__Исходный текст__
+ + + + + + +

Иллюзия перемен ненадолго пережила похмелье, вызванное попойками в честь победы в матче. Еще до проведения чемпионата мира по футболу демагог из правых и лидер «Народного фронта» Жан-Мари Ле Пен жаловался на расовые проблемы внутри сборной команды Франции, в составе которой играли арабы, африканцы и европейцы. У меня появилась возможность задать вопрос на эту тему тренеру национальной сборной Эме Жаке, когда я брал у него интервью для «Би-би-си». В ответ Жаке лишь пожал плечами и сказал, что хоть сам и воевал в Алжире в свое время, сегодня он не видит предпосылок для расовой дискриминации. Тот же вопрос я задал Зинедину Зидану, «самому популярному французу всех времен» — алжирцу. Лицо его окаменело, он промолчал: в изменчивом мире расовой политики Парижа конца 1990-х годов это, возможно, был лучший ответ на подобный вопрос — любой другой мог вызвать яростные столкновения порой самых неожиданных сил в обществе.
Зато Мишель Уэльбек не умел держать язык за зубами и за несколько дней до атаки террористов на башни-близнецы Нью-Йорка в сентябрьском интервью журналу «Lire» пьяно заявил, что «ислам — глупейшая из религий». Последняя книга автора, «Платформа», которую он старательно рекламировал в этом печально известном интервью, содержит мрачный диагноз обоюдной ненависти между Востоком и Западом, признаки которой очевидны как в центре, так и в пригородах Парижа. Его слова подтвердились, когда товарищеский матч между футбольными сборными Франции и Алжира был прерван толпой арабских молодчиков, которые ворвались в раздевалку, скандируя имя Усамы бен Ладена. Капитан сборной Франции Зинедин Зидан охарактеризовал инцидент как «наихудший момент» в своей профессиональной карьере.
Казалось, на протяжении всей осени того года толерантность парижан подвергалась испытанию. Газеты и телевидение постоянно обращали внимание читателей и зрителей на автомобильные пробки и загрязнение окружающей среды, на угрозу наплыва иммигрантов из Восточной Европы и прочих «неблагонадежных» стран. Глобализация медленно, но верно пожирала парижскую культуру: ввезла в город «Старбакс» и баскетбол, уничтожая традиционные места общения горожан. Парижскую культуру заменила китчевая версия древней столицы. Социалисты принялись повсюду горячо обсуждать тему Парижа без парижан — Paris desemparigoté.

+ + + + + + +

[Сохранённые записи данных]
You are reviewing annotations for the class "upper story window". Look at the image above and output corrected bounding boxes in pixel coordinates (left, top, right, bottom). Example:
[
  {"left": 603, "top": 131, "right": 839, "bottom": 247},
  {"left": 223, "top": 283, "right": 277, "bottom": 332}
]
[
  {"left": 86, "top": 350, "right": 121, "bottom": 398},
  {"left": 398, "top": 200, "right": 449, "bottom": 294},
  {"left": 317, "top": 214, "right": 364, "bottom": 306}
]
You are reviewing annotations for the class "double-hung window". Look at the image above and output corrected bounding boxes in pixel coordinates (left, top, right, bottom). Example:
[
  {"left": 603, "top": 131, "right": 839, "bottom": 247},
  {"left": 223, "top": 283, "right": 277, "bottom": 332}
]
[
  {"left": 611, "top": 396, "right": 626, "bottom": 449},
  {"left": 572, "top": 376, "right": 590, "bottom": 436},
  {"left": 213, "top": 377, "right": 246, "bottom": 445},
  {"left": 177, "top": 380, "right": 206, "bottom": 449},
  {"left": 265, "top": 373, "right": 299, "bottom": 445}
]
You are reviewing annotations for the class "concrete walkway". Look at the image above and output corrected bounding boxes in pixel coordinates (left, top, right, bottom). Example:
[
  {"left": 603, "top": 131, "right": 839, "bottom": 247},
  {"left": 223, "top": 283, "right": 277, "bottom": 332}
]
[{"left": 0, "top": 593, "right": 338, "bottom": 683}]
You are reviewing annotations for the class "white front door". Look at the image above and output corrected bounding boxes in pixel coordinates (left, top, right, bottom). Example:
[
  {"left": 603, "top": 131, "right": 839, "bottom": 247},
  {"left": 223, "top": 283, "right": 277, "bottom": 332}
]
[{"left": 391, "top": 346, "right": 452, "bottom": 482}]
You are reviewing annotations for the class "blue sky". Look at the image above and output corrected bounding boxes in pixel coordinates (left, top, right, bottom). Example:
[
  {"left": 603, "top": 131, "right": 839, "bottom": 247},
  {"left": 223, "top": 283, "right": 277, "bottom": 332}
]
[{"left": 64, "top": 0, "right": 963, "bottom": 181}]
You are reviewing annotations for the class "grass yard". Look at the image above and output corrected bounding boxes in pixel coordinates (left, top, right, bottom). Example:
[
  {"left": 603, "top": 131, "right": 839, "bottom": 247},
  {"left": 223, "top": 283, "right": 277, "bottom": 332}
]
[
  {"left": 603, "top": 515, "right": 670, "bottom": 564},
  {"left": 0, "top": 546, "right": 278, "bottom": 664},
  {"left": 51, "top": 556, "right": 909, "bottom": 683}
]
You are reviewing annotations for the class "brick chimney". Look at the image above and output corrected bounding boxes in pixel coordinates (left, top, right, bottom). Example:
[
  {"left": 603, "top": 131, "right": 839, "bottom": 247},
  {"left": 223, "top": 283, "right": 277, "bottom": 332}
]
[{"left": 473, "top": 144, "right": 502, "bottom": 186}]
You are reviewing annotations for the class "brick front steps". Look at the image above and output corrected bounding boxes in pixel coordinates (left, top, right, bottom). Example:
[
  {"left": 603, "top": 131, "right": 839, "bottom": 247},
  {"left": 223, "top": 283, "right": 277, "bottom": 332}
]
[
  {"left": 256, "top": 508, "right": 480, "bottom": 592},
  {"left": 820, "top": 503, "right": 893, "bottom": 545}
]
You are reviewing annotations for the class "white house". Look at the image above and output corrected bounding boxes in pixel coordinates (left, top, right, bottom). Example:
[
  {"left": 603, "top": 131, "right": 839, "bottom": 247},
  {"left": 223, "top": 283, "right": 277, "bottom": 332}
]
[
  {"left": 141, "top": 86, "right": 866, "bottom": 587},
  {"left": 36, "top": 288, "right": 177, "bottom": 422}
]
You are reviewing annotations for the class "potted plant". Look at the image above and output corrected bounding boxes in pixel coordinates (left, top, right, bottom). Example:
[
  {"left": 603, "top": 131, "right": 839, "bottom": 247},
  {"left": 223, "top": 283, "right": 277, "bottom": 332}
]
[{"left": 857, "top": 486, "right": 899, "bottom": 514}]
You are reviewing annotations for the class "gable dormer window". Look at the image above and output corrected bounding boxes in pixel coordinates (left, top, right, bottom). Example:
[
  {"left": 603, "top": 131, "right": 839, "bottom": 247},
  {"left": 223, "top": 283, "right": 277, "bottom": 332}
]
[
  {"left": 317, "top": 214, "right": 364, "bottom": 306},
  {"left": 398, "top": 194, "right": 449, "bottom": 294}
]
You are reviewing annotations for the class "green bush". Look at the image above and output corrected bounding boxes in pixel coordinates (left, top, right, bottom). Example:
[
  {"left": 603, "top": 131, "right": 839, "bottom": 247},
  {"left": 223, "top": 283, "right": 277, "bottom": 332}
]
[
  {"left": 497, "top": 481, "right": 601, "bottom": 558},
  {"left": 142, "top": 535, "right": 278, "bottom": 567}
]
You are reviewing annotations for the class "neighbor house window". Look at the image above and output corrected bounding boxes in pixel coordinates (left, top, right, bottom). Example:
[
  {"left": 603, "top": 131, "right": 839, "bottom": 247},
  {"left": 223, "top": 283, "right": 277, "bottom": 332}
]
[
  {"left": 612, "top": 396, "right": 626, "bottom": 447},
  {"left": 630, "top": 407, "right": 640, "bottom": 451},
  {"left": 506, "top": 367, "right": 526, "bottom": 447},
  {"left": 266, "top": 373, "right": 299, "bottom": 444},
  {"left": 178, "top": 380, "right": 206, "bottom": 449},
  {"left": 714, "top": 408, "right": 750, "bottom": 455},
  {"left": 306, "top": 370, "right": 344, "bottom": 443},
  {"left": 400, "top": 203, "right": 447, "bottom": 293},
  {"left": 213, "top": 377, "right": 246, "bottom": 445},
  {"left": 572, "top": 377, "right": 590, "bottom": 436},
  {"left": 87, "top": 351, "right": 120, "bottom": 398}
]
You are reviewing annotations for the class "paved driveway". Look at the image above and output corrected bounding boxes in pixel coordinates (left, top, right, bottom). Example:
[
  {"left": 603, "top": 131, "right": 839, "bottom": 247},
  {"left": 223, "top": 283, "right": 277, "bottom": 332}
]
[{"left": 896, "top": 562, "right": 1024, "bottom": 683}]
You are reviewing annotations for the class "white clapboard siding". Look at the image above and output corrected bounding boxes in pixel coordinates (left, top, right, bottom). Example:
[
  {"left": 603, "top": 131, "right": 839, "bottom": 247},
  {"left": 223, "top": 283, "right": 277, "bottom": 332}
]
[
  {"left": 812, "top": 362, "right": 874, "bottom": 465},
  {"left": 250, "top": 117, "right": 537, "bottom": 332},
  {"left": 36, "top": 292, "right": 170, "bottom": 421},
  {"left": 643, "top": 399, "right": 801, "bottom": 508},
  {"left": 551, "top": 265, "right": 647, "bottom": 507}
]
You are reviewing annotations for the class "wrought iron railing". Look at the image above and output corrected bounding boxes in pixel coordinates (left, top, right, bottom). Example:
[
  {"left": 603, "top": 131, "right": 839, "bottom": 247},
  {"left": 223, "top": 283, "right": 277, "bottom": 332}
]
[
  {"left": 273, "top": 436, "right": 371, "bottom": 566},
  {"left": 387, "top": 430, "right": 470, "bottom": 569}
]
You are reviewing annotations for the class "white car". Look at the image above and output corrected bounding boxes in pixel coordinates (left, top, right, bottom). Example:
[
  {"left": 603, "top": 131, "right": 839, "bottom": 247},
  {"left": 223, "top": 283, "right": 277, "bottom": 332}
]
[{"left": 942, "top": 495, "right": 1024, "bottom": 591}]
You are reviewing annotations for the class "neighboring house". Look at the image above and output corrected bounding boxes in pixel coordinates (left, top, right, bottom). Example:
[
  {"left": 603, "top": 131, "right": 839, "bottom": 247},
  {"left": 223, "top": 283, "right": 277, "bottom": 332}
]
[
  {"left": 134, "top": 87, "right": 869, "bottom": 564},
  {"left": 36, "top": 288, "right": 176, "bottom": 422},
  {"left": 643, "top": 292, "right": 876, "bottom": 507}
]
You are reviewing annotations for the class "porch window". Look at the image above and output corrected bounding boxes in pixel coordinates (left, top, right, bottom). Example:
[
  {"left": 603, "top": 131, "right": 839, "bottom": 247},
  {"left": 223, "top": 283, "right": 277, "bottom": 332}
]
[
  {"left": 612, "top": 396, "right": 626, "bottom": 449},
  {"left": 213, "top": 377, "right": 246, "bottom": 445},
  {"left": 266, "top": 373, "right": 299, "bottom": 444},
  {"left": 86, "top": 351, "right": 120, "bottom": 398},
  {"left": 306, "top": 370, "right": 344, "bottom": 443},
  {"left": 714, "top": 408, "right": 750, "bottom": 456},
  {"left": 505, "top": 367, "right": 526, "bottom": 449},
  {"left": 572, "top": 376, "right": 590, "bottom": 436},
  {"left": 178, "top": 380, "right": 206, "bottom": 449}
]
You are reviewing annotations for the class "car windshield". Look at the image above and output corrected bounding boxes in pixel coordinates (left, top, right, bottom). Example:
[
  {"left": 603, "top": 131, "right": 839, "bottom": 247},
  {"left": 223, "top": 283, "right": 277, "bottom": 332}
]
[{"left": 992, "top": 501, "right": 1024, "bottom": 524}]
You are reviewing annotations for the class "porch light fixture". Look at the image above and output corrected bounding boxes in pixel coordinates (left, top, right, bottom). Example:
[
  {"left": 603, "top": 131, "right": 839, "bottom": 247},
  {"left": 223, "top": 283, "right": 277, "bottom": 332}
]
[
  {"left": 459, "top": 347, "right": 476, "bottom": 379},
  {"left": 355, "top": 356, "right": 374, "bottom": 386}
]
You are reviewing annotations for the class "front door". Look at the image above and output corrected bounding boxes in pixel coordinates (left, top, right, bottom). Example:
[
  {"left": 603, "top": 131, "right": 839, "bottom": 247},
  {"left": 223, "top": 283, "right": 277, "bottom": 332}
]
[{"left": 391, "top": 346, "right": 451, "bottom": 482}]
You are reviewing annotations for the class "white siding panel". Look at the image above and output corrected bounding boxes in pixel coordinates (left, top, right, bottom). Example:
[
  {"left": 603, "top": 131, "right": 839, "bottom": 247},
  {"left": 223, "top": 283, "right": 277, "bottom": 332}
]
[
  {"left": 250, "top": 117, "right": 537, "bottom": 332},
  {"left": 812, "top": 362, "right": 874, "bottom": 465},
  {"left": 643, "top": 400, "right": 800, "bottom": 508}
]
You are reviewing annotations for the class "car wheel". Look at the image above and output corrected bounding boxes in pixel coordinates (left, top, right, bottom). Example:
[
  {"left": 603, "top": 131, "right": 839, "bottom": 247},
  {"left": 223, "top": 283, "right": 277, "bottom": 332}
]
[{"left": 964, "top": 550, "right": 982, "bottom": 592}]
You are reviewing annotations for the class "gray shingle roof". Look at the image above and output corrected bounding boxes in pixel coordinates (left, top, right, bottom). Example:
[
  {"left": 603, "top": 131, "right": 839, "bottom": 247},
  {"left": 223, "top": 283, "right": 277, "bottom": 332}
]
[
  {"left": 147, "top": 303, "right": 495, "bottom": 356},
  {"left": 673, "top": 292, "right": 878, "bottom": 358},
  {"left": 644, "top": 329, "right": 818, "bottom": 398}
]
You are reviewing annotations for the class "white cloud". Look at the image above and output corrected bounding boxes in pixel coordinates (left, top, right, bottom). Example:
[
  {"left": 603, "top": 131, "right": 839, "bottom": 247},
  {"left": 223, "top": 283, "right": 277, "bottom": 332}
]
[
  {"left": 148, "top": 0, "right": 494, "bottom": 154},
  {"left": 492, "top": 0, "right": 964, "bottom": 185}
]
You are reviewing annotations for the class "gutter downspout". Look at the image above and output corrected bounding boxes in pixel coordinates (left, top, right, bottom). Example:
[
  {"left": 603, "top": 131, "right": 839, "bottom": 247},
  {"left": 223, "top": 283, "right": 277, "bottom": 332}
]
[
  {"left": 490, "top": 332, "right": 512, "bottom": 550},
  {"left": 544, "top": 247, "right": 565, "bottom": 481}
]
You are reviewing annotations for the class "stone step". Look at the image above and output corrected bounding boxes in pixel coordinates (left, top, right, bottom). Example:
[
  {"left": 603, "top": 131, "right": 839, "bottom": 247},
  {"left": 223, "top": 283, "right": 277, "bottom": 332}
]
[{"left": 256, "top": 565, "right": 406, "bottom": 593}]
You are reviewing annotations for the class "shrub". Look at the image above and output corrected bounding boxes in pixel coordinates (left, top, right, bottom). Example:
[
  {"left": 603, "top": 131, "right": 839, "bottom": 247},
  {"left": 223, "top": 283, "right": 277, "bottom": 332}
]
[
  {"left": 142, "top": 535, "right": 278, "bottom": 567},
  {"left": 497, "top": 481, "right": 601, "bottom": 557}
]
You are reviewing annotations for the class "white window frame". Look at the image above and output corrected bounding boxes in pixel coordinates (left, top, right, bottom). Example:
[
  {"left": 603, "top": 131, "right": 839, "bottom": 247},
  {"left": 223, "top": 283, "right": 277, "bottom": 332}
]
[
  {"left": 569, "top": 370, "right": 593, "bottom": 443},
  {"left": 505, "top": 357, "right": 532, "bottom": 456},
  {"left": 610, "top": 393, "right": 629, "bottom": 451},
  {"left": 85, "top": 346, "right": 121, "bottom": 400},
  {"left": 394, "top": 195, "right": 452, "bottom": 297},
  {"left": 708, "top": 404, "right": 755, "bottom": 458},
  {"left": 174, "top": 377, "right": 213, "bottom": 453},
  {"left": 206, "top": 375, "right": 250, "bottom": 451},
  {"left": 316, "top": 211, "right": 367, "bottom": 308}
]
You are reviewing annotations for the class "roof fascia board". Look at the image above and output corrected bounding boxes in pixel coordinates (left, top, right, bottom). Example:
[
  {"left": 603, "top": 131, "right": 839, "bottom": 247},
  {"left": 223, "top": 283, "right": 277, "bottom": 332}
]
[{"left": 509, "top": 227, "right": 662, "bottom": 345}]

+ + + + + + +

__Выполните задания__
1 – Как, согласно тексту о Париже, Зинедин Зидан охарактеризовал инцидент на товарищеском матче между сборными Франции и Алжира?
2 – Перепишите без изменений отрывок текста о Париже от слов «Казалось, на протяжении» до слов «парижан — Paris desemparigoté.» включительно.

__Ваши ответы__
1 – Как «наихудший момент» в своей профессиональной карьере.

2 –
Казалось, на протяжении всей осени того года толерантность парижан подвергалась испытанию. Газеты и телевидение постоянно обращали внимание читателей и зрителей на автомобильные пробки и загрязнение окружающей среды, на угрозу наплыва иммигрантов из Восточной Европы и прочих «неблагонадежных» стран. Глобализация медленно, но верно пожирала парижскую культуру: ввезла в город «Старбакс» и баскетбол, уничтожая традиционные места общения горожан. Парижскую культуру заменила китчевая версия древней столицы. Социалисты принялись повсюду горячо обсуждать тему Парижа без парижан — Paris desemparigoté.